AIM OF THE EXERCISE: Could you reproduce, word for word, the stretch of the plow frame sale thread that begins at the words "Yes it will fit 2017" and stops after "Ok. Appreciate it."?

TEXT PROVIDED:
# Western Truck Side Frame for F250 F350 Like New



## Propony (Nov 26, 2009)

I am selling a Truck Side Western Plow Frame that fits F250 / F350 yrs 2017 or Newer.
This is a Like New Frame and complete with mounting hardware.
Local Pick Up Only (Palatine, IL. ) or you pay shipping.

$350.00 takes it

847/489-6000 CJ


----------



## Scott Taylor (Sep 5, 2018)

Still available?


----------



## Propony (Nov 26, 2009)

Yes, its available


----------



## Scott Taylor (Sep 5, 2018)

Ok. Want to verify that this will fit a 2019 Ford F-350 and connect to my wise out with the ultra mount system (not ultra mount 2). Also would need approximate shipping cost to commercial address to zip code 26003. 
Thanks


----------



## Propony (Nov 26, 2009)

Yes it will fit 2017 or newer F350 & F250, Yes it will fit your Wide Out thats what we ran......I'll get the shipping cost and get back to you. Thanks


----------



## Scott Taylor (Sep 5, 2018)

Ok. Appreciate it.


----------



## Scott Taylor (Sep 5, 2018)

Any luck on shipping cost?


----------



## Propony (Nov 26, 2009)

My buddy Matt back home is getting me a price from UPS...sorry for the delay, I'm in NC helping family prepare for the storm. He said he will get a price tomorrow from UPS and I can get back to you then.

Thanks


----------



## Scott Taylor (Sep 5, 2018)

Propony said:


> My buddy Matt back home is getting me a price from UPS...sorry for the delay, I'm in NC helping family prepare for the storm. He said he will get a price tomorrow from UPS and I can get back to you then.
> 
> Thanks


No worries. Getting family & friends prepared for this storm is much more important. Prayers for everyone's safety


----------



## Propony (Nov 26, 2009)

Scott Taylor said:


> No worries. Getting family & friends prepared for this storm is much more important. Prayers for everyone's safety


Thank you.

UPS said $85.00 standard freight.


----------



## Propony (Nov 26, 2009)

Scott Taylor said:


> No worries. Getting family & friends prepared for this storm is much more important. Prayers for everyone's safety


$85 shipped via UPS Ground....let me know. Thanks


----------



## Scott Taylor (Sep 5, 2018)

Propony said:


> $85 shipped via UPS Ground....let me know. Thanks


WOW! I was thinking $50.00 range. I know it's heavy & all but geese lol. I appreciate all your time but shipping is too much.


----------



## Propony (Nov 26, 2009)

Scott Taylor said:


> WOW! I was thinking $50.00 range. I know it's heavy & all but geese lol. I appreciate all your time but shipping is too much.


If I eat $35 of shipping, r u interested?


----------



## Scott Taylor (Sep 5, 2018)

Do you have all the bolts, nuts & washers?


----------



## Propony (Nov 26, 2009)

Scott Taylor said:


> Do you have all the bolts, nuts & washers?


Yes


----------



## Scott Taylor (Sep 5, 2018)

DATA ROWS:
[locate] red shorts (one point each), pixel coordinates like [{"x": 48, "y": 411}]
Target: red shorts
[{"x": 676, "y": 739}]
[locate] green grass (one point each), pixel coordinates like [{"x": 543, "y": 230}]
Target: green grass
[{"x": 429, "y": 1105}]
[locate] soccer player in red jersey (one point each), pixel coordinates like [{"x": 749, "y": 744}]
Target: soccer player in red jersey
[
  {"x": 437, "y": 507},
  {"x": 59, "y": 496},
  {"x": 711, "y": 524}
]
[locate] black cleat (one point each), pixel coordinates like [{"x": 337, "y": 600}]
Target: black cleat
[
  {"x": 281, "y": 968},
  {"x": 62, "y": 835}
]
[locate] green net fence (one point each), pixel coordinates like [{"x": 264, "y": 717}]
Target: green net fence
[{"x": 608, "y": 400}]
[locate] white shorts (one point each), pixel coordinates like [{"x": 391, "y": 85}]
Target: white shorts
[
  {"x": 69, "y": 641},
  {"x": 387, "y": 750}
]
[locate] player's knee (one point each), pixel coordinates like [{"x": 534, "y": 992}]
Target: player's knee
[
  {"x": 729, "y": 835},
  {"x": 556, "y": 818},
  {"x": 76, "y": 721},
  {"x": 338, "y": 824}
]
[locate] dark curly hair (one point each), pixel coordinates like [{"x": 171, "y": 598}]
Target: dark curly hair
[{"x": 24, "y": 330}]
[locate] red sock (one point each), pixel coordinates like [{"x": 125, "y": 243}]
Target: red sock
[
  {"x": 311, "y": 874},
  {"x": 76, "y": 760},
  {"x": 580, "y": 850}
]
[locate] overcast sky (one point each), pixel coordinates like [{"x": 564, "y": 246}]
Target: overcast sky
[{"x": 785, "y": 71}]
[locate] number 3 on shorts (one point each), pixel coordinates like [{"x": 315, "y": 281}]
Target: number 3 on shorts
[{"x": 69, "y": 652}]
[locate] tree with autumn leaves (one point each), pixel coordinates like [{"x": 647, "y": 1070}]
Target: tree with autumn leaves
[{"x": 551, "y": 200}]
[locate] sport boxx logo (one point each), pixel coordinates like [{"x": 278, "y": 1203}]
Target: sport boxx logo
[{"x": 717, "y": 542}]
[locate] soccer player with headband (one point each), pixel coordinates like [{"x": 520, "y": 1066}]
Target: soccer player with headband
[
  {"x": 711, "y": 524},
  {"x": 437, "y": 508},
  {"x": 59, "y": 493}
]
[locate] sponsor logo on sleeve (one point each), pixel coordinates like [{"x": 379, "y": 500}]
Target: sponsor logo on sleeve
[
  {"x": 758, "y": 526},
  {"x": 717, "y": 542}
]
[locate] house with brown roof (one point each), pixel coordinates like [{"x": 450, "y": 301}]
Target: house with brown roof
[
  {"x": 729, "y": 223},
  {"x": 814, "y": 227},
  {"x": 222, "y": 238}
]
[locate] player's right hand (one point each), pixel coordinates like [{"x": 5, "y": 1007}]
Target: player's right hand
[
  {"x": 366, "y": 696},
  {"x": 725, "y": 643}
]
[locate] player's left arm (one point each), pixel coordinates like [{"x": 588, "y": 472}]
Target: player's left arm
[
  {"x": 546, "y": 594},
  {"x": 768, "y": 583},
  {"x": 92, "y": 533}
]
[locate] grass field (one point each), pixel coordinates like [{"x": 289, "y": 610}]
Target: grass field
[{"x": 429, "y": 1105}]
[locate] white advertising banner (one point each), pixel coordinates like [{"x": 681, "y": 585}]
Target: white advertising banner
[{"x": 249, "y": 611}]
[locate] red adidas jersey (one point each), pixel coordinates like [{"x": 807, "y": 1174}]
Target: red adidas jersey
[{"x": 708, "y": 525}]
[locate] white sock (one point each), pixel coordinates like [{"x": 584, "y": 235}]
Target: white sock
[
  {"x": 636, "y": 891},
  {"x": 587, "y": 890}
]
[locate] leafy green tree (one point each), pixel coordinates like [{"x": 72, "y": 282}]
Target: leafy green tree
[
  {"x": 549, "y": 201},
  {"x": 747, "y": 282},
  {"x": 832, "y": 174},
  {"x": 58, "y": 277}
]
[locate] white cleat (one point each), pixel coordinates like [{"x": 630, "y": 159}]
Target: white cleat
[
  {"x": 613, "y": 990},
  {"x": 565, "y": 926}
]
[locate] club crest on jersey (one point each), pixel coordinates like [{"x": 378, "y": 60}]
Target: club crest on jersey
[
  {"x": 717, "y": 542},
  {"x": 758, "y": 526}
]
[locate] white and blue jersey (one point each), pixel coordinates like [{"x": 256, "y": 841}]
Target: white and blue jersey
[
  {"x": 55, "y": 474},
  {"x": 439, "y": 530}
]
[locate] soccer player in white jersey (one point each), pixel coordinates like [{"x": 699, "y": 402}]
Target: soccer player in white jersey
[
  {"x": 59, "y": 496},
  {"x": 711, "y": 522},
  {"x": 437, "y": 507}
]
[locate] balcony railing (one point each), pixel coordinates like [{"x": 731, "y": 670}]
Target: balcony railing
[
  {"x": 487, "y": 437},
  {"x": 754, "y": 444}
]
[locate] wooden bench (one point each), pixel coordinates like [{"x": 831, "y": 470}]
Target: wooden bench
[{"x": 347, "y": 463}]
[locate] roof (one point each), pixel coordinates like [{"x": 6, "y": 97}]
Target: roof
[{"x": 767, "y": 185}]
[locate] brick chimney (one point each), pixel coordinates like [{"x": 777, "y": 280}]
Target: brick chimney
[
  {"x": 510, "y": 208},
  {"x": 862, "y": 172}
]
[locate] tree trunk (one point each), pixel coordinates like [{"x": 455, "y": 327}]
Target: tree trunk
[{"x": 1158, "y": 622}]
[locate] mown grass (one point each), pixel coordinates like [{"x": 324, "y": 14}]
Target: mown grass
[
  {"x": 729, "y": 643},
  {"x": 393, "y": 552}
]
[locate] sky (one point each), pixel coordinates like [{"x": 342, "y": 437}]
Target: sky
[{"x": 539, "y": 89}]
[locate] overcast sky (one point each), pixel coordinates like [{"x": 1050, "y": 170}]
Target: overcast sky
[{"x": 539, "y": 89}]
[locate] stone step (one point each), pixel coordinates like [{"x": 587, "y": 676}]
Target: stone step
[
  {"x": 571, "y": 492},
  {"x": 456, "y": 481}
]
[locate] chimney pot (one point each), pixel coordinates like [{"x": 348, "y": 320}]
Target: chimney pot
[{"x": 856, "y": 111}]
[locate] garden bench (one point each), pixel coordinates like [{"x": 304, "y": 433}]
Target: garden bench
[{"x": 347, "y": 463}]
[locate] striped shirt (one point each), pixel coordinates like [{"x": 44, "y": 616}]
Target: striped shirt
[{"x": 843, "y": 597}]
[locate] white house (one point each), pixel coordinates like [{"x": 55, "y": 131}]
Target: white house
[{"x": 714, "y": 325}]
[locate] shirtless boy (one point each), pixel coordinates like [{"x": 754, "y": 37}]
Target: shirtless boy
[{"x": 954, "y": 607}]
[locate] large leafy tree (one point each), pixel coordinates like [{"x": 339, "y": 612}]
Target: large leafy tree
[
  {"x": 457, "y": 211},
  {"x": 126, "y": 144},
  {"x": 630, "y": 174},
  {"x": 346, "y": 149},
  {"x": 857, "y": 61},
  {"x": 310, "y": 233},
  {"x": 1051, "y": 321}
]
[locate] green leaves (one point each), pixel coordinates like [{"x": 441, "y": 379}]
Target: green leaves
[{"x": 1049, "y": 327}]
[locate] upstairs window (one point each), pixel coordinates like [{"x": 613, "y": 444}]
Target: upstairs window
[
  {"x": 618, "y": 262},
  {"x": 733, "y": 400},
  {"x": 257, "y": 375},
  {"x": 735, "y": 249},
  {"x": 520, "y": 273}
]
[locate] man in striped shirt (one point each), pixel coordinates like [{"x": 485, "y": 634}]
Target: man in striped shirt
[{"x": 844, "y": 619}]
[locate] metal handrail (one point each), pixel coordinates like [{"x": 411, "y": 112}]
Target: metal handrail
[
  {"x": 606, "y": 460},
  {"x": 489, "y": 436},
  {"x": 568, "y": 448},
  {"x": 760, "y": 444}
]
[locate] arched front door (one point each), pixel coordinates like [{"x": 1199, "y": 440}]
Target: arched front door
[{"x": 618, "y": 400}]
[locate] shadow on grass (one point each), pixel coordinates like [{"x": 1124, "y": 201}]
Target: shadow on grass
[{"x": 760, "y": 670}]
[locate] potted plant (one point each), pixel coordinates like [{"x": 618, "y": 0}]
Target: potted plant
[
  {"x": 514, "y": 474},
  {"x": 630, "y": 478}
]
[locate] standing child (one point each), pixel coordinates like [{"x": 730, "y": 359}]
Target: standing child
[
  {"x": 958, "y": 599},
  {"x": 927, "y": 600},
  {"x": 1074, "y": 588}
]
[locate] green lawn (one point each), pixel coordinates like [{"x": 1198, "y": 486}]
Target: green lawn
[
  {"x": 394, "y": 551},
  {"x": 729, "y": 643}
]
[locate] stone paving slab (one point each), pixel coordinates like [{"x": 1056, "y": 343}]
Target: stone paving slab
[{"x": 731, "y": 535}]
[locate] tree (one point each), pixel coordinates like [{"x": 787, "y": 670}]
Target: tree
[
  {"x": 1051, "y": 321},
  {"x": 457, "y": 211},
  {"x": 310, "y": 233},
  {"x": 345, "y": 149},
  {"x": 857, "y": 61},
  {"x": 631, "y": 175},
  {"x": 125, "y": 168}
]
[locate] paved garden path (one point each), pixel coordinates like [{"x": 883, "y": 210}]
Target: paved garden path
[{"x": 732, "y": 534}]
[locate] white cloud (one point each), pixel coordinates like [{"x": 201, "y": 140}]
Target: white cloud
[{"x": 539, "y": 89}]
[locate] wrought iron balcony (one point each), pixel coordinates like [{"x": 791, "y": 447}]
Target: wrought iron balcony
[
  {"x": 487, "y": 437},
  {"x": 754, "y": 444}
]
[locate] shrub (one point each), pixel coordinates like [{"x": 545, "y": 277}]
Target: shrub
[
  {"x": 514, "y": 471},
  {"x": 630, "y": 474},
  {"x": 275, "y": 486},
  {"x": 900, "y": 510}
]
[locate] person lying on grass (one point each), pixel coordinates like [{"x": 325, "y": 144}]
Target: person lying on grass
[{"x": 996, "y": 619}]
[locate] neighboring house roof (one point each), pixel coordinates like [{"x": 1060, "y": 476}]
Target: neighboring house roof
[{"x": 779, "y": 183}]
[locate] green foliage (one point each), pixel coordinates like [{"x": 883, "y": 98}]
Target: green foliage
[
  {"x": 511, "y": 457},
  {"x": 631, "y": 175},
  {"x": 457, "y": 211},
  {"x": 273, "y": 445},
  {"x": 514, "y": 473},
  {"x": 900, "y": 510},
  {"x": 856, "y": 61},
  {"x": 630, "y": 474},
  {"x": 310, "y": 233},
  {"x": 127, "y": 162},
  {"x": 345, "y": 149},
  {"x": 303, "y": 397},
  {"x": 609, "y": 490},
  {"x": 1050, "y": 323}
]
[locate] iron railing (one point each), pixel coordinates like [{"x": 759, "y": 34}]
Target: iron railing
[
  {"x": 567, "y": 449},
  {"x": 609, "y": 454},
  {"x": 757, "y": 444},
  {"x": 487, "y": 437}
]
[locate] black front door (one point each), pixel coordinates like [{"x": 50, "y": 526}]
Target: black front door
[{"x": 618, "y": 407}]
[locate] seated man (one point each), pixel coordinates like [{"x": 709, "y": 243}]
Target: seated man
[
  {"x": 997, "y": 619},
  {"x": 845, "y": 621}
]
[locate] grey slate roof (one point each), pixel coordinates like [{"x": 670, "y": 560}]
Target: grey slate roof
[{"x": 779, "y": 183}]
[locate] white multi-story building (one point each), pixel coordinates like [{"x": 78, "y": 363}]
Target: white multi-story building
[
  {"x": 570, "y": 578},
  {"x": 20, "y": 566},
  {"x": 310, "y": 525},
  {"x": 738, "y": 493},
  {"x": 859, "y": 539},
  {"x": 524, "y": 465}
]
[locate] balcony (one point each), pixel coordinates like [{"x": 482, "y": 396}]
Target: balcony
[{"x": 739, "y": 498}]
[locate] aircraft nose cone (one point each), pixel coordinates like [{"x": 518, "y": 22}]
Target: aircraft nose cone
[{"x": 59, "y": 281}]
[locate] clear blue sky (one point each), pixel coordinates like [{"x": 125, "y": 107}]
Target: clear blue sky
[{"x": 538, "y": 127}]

WORKED SOLUTION:
Yes it will fit 2017 or newer F350 & F250, Yes it will fit your Wide Out thats what we ran......I'll get the shipping cost and get back to you. Thanks


----------



## Scott Taylor (Sep 5, 2018)

Ok. Appreciate it.